* What is asked: Count the lines in the records below that contain the string "foam", and reply with the number alone.

* Extracted information:
----
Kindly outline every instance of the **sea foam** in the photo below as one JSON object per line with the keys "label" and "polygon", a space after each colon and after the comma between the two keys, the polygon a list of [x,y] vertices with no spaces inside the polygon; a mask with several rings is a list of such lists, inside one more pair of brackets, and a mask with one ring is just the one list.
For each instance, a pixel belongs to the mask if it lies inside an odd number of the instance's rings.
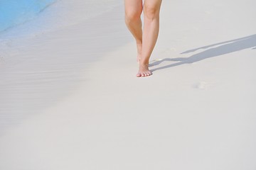
{"label": "sea foam", "polygon": [[0,32],[35,18],[55,0],[0,0]]}

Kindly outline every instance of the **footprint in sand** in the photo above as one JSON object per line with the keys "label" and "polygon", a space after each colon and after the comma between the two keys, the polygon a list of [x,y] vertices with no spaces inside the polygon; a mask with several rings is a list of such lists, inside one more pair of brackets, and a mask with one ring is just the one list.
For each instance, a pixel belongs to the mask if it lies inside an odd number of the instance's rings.
{"label": "footprint in sand", "polygon": [[200,81],[194,84],[192,87],[193,89],[201,89],[201,90],[207,90],[209,88],[210,84],[206,81]]}

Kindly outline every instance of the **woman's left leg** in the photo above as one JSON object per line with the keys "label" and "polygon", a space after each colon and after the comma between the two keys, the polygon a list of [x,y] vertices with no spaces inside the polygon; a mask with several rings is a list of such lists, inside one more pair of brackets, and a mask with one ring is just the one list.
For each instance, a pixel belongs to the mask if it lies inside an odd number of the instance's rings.
{"label": "woman's left leg", "polygon": [[142,50],[137,76],[147,76],[152,74],[149,69],[149,62],[159,35],[159,13],[161,1],[161,0],[144,1],[143,6],[144,24],[142,35]]}

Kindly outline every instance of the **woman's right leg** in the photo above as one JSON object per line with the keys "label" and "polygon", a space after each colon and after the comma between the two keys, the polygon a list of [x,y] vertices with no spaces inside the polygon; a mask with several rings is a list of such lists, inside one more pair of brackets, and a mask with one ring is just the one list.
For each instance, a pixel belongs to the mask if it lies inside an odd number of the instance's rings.
{"label": "woman's right leg", "polygon": [[137,62],[142,56],[142,0],[124,0],[125,23],[134,37],[137,47]]}

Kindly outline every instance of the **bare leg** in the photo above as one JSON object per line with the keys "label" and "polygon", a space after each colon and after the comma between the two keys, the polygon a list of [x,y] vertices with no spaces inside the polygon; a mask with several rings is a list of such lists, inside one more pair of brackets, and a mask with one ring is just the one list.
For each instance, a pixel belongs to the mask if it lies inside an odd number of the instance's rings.
{"label": "bare leg", "polygon": [[149,69],[149,62],[159,35],[161,4],[161,0],[144,1],[142,51],[137,76],[147,76],[152,74]]}
{"label": "bare leg", "polygon": [[142,56],[142,0],[124,0],[125,23],[135,38],[137,47],[137,62]]}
----
* Result for this exercise: 2